--- The data ---

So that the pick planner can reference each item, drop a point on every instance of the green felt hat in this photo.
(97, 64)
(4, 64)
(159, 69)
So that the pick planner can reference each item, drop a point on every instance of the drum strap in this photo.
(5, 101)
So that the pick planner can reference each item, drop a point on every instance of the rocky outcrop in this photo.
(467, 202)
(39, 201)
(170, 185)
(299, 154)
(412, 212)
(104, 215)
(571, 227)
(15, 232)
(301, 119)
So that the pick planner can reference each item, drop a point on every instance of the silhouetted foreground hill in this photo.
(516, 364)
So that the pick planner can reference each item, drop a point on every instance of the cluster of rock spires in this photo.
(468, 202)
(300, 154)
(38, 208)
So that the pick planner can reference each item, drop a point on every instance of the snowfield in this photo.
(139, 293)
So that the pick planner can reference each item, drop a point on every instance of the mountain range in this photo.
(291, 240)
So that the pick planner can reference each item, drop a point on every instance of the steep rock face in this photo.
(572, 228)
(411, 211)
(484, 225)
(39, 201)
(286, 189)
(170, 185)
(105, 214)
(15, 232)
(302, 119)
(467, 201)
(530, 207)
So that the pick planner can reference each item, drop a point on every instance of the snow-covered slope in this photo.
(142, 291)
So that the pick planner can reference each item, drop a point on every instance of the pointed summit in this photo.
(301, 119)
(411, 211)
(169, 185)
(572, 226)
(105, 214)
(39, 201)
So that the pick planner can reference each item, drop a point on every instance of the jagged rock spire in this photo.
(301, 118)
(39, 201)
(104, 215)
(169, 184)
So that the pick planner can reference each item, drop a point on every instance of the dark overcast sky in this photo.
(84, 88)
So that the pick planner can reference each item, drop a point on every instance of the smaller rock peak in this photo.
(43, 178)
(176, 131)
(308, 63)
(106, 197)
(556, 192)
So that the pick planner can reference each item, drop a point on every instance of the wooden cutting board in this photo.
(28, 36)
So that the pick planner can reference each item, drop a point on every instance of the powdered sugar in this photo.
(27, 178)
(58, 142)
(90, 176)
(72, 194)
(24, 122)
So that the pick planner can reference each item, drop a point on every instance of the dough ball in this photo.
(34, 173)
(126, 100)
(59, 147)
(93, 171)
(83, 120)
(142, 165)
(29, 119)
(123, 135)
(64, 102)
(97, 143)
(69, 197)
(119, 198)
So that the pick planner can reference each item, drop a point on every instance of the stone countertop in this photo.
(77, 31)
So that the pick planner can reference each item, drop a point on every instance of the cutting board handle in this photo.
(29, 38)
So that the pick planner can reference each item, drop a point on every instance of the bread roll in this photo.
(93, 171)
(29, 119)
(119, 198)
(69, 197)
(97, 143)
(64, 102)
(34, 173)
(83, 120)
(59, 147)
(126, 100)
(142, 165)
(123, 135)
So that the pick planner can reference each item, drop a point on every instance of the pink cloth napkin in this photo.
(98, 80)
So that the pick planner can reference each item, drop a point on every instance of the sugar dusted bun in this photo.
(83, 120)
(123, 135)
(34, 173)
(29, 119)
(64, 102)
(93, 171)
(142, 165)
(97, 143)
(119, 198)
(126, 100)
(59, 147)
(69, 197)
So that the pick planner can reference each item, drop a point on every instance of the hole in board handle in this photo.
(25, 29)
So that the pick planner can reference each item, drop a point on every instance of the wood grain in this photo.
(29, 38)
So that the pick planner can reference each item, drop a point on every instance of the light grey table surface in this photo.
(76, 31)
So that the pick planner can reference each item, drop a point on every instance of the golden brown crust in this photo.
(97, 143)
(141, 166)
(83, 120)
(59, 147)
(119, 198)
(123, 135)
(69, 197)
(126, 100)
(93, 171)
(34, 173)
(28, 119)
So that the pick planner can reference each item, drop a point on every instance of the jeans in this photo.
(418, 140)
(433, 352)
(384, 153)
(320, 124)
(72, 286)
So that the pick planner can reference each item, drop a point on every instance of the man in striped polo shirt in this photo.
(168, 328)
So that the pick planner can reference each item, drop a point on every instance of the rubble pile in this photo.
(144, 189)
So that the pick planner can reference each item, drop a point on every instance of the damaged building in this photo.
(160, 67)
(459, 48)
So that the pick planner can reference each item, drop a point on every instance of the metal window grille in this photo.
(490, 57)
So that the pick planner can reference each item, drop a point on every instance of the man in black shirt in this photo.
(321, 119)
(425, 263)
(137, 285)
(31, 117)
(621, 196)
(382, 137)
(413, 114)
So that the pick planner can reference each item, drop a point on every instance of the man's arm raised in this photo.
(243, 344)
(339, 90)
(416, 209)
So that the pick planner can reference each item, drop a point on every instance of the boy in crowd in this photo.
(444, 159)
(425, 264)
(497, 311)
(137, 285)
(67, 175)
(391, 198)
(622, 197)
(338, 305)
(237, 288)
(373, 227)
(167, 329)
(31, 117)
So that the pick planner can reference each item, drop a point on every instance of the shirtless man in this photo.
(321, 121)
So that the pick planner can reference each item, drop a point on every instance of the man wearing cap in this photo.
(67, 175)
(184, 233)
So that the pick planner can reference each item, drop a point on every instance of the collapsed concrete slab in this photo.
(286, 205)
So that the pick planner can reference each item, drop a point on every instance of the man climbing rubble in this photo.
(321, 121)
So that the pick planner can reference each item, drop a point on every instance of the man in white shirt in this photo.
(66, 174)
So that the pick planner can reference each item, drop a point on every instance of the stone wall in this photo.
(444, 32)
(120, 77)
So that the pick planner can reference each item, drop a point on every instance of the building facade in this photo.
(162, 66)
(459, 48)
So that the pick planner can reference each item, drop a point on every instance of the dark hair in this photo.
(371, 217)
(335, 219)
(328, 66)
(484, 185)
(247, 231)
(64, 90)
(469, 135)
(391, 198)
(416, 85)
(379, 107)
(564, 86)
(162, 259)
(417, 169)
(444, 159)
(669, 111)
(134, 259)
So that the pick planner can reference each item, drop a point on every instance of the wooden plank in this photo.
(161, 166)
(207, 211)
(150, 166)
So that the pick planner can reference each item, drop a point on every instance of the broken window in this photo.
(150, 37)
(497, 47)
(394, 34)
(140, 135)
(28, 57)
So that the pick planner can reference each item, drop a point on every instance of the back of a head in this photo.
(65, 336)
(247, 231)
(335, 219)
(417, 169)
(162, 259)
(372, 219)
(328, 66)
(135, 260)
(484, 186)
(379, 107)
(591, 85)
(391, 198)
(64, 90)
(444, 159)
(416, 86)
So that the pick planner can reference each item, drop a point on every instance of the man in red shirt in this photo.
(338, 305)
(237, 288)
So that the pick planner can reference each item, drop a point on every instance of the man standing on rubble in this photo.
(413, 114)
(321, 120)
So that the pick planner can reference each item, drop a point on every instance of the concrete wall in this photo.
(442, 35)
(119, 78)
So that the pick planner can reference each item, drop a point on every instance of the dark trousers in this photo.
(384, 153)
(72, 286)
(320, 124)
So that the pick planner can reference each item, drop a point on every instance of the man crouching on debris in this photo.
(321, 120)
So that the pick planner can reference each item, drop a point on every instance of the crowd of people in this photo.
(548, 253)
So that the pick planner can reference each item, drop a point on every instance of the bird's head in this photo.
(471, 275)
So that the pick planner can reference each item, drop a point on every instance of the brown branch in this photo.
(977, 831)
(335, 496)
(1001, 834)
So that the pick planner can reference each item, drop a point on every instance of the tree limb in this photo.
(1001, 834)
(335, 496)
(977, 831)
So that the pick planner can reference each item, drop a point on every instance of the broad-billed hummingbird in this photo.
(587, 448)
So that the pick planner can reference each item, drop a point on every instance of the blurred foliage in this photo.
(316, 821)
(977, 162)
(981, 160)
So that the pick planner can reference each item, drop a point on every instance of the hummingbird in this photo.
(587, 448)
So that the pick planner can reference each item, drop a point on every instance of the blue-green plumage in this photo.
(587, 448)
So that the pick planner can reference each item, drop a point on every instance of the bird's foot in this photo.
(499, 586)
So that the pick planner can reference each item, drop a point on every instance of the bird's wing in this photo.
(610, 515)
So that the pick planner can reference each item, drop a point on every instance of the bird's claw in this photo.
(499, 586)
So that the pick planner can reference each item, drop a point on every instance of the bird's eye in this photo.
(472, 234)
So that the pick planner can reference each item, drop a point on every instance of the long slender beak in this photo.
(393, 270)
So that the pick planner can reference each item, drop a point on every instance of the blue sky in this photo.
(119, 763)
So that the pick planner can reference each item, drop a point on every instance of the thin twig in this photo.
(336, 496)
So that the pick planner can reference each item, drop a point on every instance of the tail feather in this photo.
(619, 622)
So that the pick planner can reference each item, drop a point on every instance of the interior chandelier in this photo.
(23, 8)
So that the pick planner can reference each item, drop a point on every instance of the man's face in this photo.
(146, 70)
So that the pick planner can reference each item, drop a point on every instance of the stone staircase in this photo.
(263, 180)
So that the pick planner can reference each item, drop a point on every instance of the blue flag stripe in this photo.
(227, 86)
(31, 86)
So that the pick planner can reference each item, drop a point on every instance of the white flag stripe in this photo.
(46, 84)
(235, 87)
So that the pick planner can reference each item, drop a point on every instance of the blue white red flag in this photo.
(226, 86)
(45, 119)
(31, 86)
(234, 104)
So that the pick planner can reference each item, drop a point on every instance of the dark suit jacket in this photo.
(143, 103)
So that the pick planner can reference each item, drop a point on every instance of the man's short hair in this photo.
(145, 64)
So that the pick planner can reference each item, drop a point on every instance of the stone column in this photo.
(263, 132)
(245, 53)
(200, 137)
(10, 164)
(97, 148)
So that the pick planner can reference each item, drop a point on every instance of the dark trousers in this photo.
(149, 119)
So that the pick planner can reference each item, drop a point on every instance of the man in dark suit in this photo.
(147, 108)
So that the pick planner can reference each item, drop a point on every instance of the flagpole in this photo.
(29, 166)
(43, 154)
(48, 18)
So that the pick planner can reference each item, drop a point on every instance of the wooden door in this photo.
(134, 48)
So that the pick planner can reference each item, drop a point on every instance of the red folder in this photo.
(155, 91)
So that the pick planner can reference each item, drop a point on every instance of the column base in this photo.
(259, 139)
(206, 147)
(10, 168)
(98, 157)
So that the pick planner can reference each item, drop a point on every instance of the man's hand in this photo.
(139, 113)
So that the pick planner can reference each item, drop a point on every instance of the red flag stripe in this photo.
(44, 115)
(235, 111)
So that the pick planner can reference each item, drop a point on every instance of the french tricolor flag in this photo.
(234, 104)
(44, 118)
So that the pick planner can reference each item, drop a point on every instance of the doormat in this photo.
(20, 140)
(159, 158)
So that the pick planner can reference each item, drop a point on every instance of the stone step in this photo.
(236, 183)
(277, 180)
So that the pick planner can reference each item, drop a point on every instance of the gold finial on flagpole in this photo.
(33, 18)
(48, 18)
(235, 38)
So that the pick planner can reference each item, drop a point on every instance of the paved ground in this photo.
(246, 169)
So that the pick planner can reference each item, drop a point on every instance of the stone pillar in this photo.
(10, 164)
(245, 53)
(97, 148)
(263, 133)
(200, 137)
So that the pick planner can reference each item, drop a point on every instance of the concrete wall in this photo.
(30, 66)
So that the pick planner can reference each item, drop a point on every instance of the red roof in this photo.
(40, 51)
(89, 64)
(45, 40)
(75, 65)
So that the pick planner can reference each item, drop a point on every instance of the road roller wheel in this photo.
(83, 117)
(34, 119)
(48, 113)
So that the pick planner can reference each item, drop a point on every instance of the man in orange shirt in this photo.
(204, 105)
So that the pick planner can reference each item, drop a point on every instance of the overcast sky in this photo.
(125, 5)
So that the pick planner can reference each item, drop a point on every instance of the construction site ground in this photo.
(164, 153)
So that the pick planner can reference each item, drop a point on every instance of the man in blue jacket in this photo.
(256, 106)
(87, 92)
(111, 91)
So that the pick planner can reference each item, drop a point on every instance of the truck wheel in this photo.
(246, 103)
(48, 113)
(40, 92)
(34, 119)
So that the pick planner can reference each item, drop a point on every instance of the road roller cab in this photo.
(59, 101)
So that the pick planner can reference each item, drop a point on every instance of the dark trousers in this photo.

--- Task prompt ---
Starting from the line containing "roof in this photo.", repeat each line through the end of the entries, exactly.

--- Task response ---
So that the pick planner can reference each item, drop a point on every instance of the red roof in this photo.
(40, 51)
(89, 64)
(45, 40)
(75, 65)
So that the pick planner can reference each item, drop a point on every instance of the road roller wheel in this photo.
(83, 117)
(34, 119)
(48, 113)
So that the pick planner can reference each item, drop a point on every instance of the man in orange shirt in this photo.
(204, 105)
So that the pick planner can reference each item, drop a point on every instance of the overcast sky in this photo.
(125, 5)
So that the pick planner can reference each item, drop a point on every instance of the construction site ground in this photo.
(164, 153)
So that the pick planner can reference each item, drop a point on every instance of the man in blue jacket in this photo.
(256, 106)
(87, 92)
(111, 91)
So that the pick planner can reference each item, drop a point on every instance of the truck wheel in this photo.
(246, 103)
(48, 113)
(40, 92)
(34, 119)
So that the pick planner can reference each item, drop a point on every instance of the road roller cab in this photo.
(59, 101)
So that the pick planner can reference each item, drop a point on every instance of the dark trousers in this photo.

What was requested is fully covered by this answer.